**Given problem**
Give the listing again in full, exactly as written.

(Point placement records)

+ + + + + + +

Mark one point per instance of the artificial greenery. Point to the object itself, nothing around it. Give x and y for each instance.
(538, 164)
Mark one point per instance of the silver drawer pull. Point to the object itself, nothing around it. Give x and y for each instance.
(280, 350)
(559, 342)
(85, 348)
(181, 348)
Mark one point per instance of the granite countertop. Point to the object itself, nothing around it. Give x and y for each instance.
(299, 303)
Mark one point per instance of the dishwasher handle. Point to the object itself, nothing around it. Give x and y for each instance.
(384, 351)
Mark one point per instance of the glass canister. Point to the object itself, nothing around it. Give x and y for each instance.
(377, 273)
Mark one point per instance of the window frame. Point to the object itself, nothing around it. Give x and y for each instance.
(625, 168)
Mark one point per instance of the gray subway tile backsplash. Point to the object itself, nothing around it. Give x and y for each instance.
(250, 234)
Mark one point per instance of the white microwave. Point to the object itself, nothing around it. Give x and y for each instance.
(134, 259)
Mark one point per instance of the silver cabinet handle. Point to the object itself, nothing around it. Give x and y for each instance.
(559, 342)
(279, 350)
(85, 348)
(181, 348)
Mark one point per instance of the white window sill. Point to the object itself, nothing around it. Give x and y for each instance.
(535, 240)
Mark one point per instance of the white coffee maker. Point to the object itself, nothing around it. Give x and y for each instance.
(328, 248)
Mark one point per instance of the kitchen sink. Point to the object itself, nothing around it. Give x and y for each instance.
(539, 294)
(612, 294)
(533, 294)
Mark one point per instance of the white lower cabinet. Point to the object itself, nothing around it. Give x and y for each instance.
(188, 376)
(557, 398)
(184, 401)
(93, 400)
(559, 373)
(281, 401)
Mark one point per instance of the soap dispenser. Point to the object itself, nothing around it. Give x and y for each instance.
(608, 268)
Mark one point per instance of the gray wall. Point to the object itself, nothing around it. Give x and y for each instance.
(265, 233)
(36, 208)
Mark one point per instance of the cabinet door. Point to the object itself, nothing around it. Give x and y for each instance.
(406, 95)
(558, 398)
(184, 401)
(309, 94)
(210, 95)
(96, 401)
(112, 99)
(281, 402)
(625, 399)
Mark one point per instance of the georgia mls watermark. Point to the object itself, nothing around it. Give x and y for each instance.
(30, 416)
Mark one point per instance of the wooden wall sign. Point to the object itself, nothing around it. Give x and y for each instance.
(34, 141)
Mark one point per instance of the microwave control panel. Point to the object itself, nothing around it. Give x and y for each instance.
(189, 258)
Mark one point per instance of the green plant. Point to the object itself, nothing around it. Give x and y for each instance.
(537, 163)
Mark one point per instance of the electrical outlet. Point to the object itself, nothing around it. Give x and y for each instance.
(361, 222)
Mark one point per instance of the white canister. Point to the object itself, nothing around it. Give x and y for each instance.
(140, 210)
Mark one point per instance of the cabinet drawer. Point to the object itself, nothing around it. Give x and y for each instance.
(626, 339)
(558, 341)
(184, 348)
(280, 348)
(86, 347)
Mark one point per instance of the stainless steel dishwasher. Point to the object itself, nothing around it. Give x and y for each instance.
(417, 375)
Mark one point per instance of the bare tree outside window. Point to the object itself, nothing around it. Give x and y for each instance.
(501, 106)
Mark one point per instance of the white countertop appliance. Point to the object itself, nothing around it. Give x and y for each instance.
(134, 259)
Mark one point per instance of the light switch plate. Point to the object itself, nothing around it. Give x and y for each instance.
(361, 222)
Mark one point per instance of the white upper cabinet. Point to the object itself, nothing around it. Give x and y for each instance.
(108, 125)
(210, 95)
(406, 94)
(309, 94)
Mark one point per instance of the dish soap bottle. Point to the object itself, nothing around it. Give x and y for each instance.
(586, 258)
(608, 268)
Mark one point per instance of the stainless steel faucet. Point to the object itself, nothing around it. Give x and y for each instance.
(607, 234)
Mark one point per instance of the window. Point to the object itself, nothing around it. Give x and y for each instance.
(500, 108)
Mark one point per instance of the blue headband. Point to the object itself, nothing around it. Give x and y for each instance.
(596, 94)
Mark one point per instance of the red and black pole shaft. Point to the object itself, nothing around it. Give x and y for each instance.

+ + + + + + +

**Answer in full**
Mark one point per instance of the artificial greenery. Point to the object itself, nothing around it. Give x and y for each instance.
(538, 164)
Mark one point per instance of the silver drawer pull. Point to the object itself, nothing around it. Give x and y for each instance.
(280, 350)
(559, 342)
(85, 348)
(181, 348)
Mark one point per instance of the granite countertop. Point to the object itself, nothing around it. Give x and y for each instance.
(299, 303)
Mark one point per instance of the dishwasher handle. Point to the object itself, nothing around it. Give x and y for each instance.
(384, 351)
Mark one point per instance of the glass canister. Point to the object itself, nothing around it. Give x and y for each instance.
(377, 273)
Mark one point per instance of the window frame. Point to the object itself, nothing around it. Give x and y for each instance.
(625, 168)
Mark one point per instance of the gray subway tile backsplash. Point to the object itself, nothing around it. Give x and y for each instance.
(250, 234)
Mark one point per instance of the white microwave. Point to the object itself, nothing around it. Give x and y for each instance.
(134, 259)
Mark one point per instance of the silver cabinet handle. Point to the object itself, nothing around it. Give x and y for each instance.
(559, 342)
(279, 350)
(85, 348)
(181, 348)
Mark one point per instance of the white window sill. Point to the object itself, nothing around it. Give x and y for each instance.
(535, 240)
Mark one point per instance of the white coffee maker. Point to the object itself, nothing around it. Give x and y for each instance.
(328, 248)
Mark one point per instance of the kitchen sink. Point to the object itself, nothing around it. Give x and y for each instance.
(539, 294)
(612, 294)
(533, 294)
Mark one point per instance of the white lower cabinet. Point to the object itself, nothing around it. Give x and y for each instance.
(188, 376)
(557, 398)
(184, 401)
(93, 400)
(559, 373)
(281, 401)
Mark one point per instance of the soap dispenser. Point to the object itself, nothing around it. Give x and y for each instance.
(608, 268)
Mark one point per instance of the gray wall. Point to the object itself, nothing around it. Give x and y for each instance.
(265, 233)
(36, 208)
Mark one point per instance of the cabinet door. Point to the object itself, nothing around it. Give x and y for each instance.
(406, 95)
(558, 398)
(184, 401)
(309, 94)
(210, 95)
(96, 401)
(112, 99)
(281, 402)
(625, 399)
Mark one point per instance of the georgia mls watermark. Point to the object itself, nothing around it. Give x and y for each instance.
(30, 416)
Mark one point per instance of the wooden wall sign. Point to the object itself, nothing around it. Give x and y for each instance.
(34, 141)
Mark one point per instance of the microwave control panel. Point to the object itself, nothing around it. Give x and y for each instance.
(189, 258)
Mark one point per instance of the green plant. Point to the object itself, nothing around it. Give x and y for each instance.
(537, 163)
Mark one point per instance of the electrical outlet. Point to the object itself, nothing around it. Give x and y for each instance.
(361, 222)
Mark one point per instance of the white canister. Point to the object itself, nothing around it. Give x and y for each instance.
(140, 210)
Mark one point per instance of the cabinet drawer. Point to the object itself, nothing around it. Give x and y for each instance.
(626, 339)
(558, 341)
(184, 348)
(280, 348)
(86, 347)
Mark one point per instance of the stainless steel dishwasher. Point to the object itself, nothing around it. Give x and y for each instance.
(417, 375)
Mark one point per instance of the bare tree outside window. Point to the object itself, nothing around it. Give x and y for each instance.
(501, 106)
Mark one point per instance of the white countertop appliance. Point to the object itself, nothing around it. Give x and y for each instance.
(134, 259)
Mark one point per instance of the light switch plate. Point to the object itself, nothing around it. Give x and y for each instance.
(361, 222)
Mark one point per instance of the white upper cabinet. Point to the object itself, nothing around it. Give x and y for each instance.
(108, 125)
(210, 95)
(406, 94)
(309, 94)
Mark one point per instance of the dish soap bottle. Point to the object itself, nothing around it. Give x and y for each instance.
(586, 258)
(608, 268)
Mark one point per instance of the stainless steel faucet. Point to the object itself, nothing around it. Give x and y for each instance.
(607, 234)
Mark one point per instance of the window. Point to the object itself, nothing around it. Give x and y for each instance.
(500, 108)
Mark one point per instance of the blue headband. Point to the object itself, nothing around it. Give x and y for each instance.
(596, 94)
Mark one point per instance of the red and black pole shaft. Point to the object itself, nothing around it. Give x and y for each instance.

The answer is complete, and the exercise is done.